I mention on the first paragraph that aborting was an arbitrary decision. I am convinced now that aborting is not a good idea, and the facts will only add logging about changes to the environment.
Thanks a million!
>
> Thanks,
> Janusz
>
>>
>> Signed-off-by: Peter Senna Tschudin <peter.senna at linux.intel.com>
>> ---
>> runner/executor.c | 191 ++++++++++++++++++++++++++++++++++++++++++++++
>> 1 file changed, 191 insertions(+)
>>
>> diff --git a/runner/executor.c b/runner/executor.c
>> index ac73e1dde..f151898ef 100644
>> --- a/runner/executor.c
>> +++ b/runner/executor.c
>> @@ -36,10 +36,185 @@
>> #include "output_strings.h"
>> #include "runnercomms.h"
>>
>> +#include "igt_kmod.h"
>> +
>> #define KMSG_HEADER "[IGT] "
>> #define KMSG_WARN 4
>> #define GRACEFUL_EXITCODE -SIGHUP
>>
>> +
>> +/* Fact checking functions.
>> + *
>> + * WHAT: THIS IS AN RFC
>> + *
>> + * These functions collect facts, such as "Is the i915 kmod loaded?" when
>> + * igt-runner starts and then recheck the facts after every test is run.
>> + * Currently the code will abort on fact changes, but this can obviously
>> + * be altered to suit our needs.
>> + *
>> + * TODO
>> + *
>> + * I have only implemented facts for checking if gpu kmods are loaded. I
>> + * want facts for:
>> + * - GPUs on the PCI bus: pci address and card info: pciid, vendor,
>> + * model, codename
>> + * - DRM Cards: association between card number and pci address
>> + *
>> + * In the future I want to divide facts into two groups: static and
> dynamic.
>> + * Static facts are these I talk about here, facts that are expected to be
>> + * relevant to all tests such as which GPUs are present at the PCI bus.
>> + *
>> + * Dynamic facts are those defined by the tests themselves. The idea is to
>> + * create a convenient mechanism for tests to define facts, and to have
>> + * igt-runner to "dynamically" add these before start running the tests.
>> + *
>> + * I also want to have a section on results.json to include the facts.
>> + *
>> + * WHY
>> + *
>> + * Currently igt-runner expects each test to clean up after themselves to
>> + * not change the "state" of the machine. However, tests do change the
>> + * "state" of the machine causing negative side effects downstream.
>> + * As an example, at the time of writing, "igt at core_hotunplug@hotrebind"
>> + * will load gpu kmods and will not unload them after it is done. Then
>> + * trying to run "igt at xe_module_load@reload-no-display" will fail because
>> + * the i915 driver is loaded.
####################
### [Problems and tasks]
**1.** From the igt-runner patch email, output the passage starting at "I mention on" and ending at "to the environment.", copied word for word.
**2.** In the igt-runner patch email, what two groups does the author plan to divide facts into?
**3.** Write the next part of the igt-runner patch email, picking up right after its last sentence.

### [Listing]
####################
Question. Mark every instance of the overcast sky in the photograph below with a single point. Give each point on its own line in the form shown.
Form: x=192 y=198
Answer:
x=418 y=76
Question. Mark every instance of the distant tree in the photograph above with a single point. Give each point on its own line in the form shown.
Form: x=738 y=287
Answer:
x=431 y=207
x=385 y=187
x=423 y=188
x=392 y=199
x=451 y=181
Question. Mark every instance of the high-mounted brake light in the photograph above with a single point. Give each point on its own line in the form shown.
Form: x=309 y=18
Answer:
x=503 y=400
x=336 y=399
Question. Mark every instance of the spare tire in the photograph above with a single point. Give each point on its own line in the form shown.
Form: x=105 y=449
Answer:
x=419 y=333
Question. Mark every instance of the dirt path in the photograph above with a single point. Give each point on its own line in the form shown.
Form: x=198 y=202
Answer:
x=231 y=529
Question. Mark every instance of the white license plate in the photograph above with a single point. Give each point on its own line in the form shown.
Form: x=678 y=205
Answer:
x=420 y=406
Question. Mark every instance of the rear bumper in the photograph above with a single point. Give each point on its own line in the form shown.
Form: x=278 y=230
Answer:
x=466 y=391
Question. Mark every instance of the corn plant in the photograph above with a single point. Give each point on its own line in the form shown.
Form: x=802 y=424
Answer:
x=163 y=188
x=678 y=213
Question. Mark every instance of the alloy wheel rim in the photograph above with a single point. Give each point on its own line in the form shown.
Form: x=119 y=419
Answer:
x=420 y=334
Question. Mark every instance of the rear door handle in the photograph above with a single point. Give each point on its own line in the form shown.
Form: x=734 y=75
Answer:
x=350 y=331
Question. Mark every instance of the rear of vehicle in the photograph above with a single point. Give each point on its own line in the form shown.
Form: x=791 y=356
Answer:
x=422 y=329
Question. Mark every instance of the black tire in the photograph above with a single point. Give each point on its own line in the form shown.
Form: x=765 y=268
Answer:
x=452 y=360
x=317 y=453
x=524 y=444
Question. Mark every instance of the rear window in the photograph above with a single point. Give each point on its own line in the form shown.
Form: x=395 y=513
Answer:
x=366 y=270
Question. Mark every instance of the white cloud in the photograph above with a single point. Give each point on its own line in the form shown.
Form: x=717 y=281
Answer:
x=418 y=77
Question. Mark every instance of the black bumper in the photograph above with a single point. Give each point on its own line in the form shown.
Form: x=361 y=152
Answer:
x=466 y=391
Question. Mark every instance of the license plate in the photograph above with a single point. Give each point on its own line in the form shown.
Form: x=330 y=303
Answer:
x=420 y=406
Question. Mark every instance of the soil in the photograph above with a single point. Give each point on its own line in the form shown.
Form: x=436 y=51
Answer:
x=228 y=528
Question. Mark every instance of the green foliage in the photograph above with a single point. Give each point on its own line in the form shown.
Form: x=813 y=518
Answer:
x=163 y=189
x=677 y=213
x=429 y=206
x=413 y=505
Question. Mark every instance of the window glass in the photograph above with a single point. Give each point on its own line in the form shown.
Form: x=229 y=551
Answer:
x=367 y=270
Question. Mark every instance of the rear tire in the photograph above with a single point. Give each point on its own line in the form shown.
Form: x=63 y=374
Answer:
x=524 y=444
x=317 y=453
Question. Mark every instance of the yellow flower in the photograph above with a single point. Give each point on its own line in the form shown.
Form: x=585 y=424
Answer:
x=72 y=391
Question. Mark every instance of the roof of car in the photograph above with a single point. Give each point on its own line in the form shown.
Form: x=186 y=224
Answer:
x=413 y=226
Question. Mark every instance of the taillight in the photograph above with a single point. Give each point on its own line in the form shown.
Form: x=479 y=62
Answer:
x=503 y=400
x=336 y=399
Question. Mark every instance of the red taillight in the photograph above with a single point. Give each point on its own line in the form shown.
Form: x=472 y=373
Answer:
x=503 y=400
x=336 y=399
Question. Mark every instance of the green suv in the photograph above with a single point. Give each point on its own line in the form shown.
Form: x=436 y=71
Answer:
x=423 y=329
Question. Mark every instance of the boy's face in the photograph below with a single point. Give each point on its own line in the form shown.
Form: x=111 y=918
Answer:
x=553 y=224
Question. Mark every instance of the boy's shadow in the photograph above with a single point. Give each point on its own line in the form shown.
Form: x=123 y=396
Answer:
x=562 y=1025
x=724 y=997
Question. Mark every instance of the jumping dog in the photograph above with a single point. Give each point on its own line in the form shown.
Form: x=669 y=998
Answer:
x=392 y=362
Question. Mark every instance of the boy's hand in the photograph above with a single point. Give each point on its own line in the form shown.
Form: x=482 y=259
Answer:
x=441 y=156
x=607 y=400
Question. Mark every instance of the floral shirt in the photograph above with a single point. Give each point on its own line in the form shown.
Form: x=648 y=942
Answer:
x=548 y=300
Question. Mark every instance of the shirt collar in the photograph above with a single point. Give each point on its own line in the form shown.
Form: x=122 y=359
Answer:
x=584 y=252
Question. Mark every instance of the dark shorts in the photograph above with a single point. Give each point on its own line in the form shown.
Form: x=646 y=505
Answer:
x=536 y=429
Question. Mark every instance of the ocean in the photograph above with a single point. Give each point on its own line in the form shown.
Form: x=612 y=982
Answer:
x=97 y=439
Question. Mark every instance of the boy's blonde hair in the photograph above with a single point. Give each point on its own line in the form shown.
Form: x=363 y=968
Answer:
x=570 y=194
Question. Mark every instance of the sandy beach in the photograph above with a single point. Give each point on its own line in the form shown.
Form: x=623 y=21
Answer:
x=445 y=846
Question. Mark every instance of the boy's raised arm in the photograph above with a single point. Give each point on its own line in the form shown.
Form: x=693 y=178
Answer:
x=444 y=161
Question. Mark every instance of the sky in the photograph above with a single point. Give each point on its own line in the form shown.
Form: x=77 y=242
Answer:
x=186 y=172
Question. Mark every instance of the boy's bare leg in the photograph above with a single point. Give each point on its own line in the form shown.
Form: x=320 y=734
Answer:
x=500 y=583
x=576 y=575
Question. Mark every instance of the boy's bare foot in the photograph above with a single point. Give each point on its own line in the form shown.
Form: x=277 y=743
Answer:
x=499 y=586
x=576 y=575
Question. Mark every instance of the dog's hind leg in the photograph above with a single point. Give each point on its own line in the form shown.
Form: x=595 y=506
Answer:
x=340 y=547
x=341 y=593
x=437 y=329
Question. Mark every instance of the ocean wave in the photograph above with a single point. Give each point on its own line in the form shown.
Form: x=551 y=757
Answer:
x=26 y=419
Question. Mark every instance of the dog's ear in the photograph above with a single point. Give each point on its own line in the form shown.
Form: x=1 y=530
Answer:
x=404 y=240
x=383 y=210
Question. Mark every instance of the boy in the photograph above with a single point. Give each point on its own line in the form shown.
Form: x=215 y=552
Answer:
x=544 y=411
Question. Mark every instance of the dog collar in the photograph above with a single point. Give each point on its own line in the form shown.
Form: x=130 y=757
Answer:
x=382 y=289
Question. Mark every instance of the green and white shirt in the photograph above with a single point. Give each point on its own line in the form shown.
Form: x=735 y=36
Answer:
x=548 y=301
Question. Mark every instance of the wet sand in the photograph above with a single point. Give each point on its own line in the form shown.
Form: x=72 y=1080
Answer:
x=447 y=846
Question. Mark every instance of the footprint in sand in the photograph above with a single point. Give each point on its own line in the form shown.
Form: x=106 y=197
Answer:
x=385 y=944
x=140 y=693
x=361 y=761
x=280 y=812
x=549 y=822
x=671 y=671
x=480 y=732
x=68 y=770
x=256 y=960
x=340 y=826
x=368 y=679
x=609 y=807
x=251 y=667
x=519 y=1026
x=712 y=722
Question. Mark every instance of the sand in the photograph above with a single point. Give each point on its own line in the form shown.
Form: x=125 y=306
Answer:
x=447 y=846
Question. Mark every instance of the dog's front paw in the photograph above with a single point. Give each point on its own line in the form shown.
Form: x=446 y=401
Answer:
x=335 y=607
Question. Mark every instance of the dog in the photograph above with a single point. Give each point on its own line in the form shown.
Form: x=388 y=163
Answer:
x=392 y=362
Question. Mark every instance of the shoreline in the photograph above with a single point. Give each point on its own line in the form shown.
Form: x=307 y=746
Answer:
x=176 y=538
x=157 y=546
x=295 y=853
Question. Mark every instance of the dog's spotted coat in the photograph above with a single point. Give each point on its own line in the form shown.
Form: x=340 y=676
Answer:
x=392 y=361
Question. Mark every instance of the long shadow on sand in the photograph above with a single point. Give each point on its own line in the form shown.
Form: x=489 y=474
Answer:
####################
### [Outputs in order]
**1.**
I mention on the first paragraph that aborting was an arbitrary decision. I am convinced now that aborting is not a good idea, and the facts will only add logging about changes to the environment.

**2.** Static and dynamic.

**3.**
>> + *
>> + * HOW
>> + *
>> + * Notice that when creating a new fact we provide a name for the fact
>> + * and a function that can get the value. Also notice that we cannot
>> + * change a fact after it is initially set. The rationale is that the
>> + * facts will be set before the first test is run, then they will be
>> + * verified after each test.
>> + *
>> + */
>> +
>> +/* Type for the fact checking function. It returns the value. Returns
>> + * NULL on failure.
>> + */
>> +typedef const char* (*fact_checker)(const char *name);
>> +
>> +/* Struct for each fact with a name, a pointer to the checker function,
>> + * a bool value, and a string value.
>> + */
>> +typedef struct {
>> + const char *name;
>> + const char *initial_value; /* Supposed to be set only once */
>> + fact_checker checker;
>> +} igt_runner_fact;
>> +
>> +/* Struct for the fact list */
>> +typedef struct {
>> + igt_runner_fact *facts;
>> + int num_facts;
>> +} igt_runner_fact_list;
>> +
>> +/* Add a new fact if it doesn't exist. Return false on failure such as when
>> + * the fact already exist.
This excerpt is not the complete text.